• Problems to solve:
1 > Quote the part of the suicide prevention statement between "Senator Joe Donnelly, member" and "Veterans Crisis Line.", inclusive.
2 > List every year, written as a four-digit number, that appears in the suicide prevention statement, in order of first appearance and without repeats.
3 > Answer these questions from the suicide prevention statement:
(a) On what day of the week does World Suicide Prevention Day fall?
(b) What was Senator Donnelly's first bill as U.S. Senator?
(c) About how many members of the United States Military committed suicide in 2012?

··· Extract to read

Senator Joe Donnelly, member of the Senate Armed Services Committee, released the following statement recognizing Suicide Prevention Month. World Suicide Prevention Day is Tuesday, September 10.
"It's very important we take this month as an opportunity to recognize and discuss suicide prevention," said Donnelly. "Suicide should never be the solution, and I urge those in need to seek out help instead of resorting to this tragic action. We can show support to those in need by spreading the word about confidential and free resources available, such as the Suicide Prevention Lifeline and the Military and Veterans Crisis Line.
"Servicemembers and veterans of our military who may suffer from post-traumatic stress are uniquely vulnerable, and it is our obligation and priority to support our heroes through this challenge. I am working in the Senate to improve mental health screenings for servicemembers and to enhance their access to resources such as counseling, without fear of negative effects on their careers. I hope servicemembers and veterans who need help know that they can always reach out. Veterans' organizations in Indiana and across the country are ready to offer their services. If you need assistance and don't know where to turn, please contact my office where we have information ready for you and are waiting to help."
Senator Donnelly's first bill as U.S. Senator was the Jacob Sexton Military Suicide Prevention Act of 2013, which would establish a pilot program in each of the military services and reserve components to integrate comprehensive annual mental health assessments into a servicemember's Periodic Health Assessment and identify risk factors for mental illness so that servicemembers can access preventative care. More recently, Donnelly successfully advocated for a study in the Senate Armed Services Committee's version of this year's National Defense Authorization Act that would assess the design and possible implementation of the pilot program in the Jacob Sexton Act.
* According to the U.S. Department of Veterans Affairs and the U.S. Center for Disease Control, at least 30,137 veterans and military members committed suicide since the Department of Defense began closely tracking these incidents in 2009.
* In 2012 alone, approximately 349 members of the United States Military (active duty, Guard, and Reserve) committed suicide, which is more than the total number of servicemembers who died in combat operations. This number does not include the more than 6,000 veterans who committed suicide in 2012.
* According to the Defense Suicide Prevention Office at the Department of Defense, since they began keeping detailed records in 2008, less than half of the suicide victims had deployed and few were involved in combat. Research has shown other risk factors, such as relationships, legal or financial issues and alcohol or drug usage play a larger role than a servicemember's deployment history. Further, many of these suicide victims did not communicate their intent, nor did they have known behavioral health histories.

······
··· Excerpted data

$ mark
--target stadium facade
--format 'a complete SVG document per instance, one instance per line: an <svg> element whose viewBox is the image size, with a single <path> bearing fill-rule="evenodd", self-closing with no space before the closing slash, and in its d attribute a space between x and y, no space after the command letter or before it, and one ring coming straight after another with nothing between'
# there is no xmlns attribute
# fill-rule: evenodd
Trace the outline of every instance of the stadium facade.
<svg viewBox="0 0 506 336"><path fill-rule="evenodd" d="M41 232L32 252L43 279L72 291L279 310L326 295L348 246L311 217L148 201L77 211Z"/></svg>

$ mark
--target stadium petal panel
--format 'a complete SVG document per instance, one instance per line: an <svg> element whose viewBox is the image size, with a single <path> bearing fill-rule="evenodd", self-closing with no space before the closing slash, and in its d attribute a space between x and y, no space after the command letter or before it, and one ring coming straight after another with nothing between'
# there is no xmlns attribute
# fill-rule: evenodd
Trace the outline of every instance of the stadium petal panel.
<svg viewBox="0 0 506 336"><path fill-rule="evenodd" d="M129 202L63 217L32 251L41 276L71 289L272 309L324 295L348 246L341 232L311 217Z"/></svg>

······
··· Excerpted data

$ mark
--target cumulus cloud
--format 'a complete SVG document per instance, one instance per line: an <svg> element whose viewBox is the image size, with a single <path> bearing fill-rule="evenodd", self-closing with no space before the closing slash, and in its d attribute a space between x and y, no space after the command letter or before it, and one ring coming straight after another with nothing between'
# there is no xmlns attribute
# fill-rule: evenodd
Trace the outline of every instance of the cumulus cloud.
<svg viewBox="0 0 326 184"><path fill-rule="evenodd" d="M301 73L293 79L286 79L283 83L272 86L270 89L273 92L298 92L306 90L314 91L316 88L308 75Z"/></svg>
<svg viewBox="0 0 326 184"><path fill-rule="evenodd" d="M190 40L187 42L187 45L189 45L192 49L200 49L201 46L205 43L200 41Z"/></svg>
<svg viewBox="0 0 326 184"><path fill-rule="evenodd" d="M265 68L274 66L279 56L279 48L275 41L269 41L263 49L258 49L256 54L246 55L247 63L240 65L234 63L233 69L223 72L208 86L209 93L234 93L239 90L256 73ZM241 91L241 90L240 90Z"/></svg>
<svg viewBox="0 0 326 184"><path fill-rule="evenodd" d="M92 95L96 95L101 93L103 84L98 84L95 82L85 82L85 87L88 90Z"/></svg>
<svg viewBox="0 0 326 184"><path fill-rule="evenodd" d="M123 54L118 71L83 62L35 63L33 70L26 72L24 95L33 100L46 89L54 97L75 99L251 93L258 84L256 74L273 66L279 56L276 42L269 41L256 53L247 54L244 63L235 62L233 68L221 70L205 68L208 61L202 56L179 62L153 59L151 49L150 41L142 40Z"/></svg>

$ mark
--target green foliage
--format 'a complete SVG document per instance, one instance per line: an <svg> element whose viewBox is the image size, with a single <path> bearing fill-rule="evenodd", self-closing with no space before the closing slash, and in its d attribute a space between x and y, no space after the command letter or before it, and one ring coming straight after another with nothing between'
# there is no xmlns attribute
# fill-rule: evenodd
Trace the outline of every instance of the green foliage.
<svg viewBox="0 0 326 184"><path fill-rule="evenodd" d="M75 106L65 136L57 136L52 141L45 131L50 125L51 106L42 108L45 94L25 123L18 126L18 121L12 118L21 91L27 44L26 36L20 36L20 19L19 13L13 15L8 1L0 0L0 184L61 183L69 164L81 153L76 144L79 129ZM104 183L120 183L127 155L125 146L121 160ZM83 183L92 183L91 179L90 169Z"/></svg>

······

• Expected results:
1 >
Senator Joe Donnelly, member of the Senate Armed Services Committee, released the following statement recognizing Suicide Prevention Month. World Suicide Prevention Day is Tuesday, September 10.
"It's very important we take this month as an opportunity to recognize and discuss suicide prevention," said Donnelly. "Suicide should never be the solution, and I urge those in need to seek out help instead of resorting to this tragic action. We can show support to those in need by spreading the word about confidential and free resources available, such as the Suicide Prevention Lifeline and the Military and Veterans Crisis Line.

2 >
2013
2009
2012
2008

3 >
(a) Tuesday
(b) The Jacob Sexton Military Suicide Prevention Act of 2013
(c) Approximately 349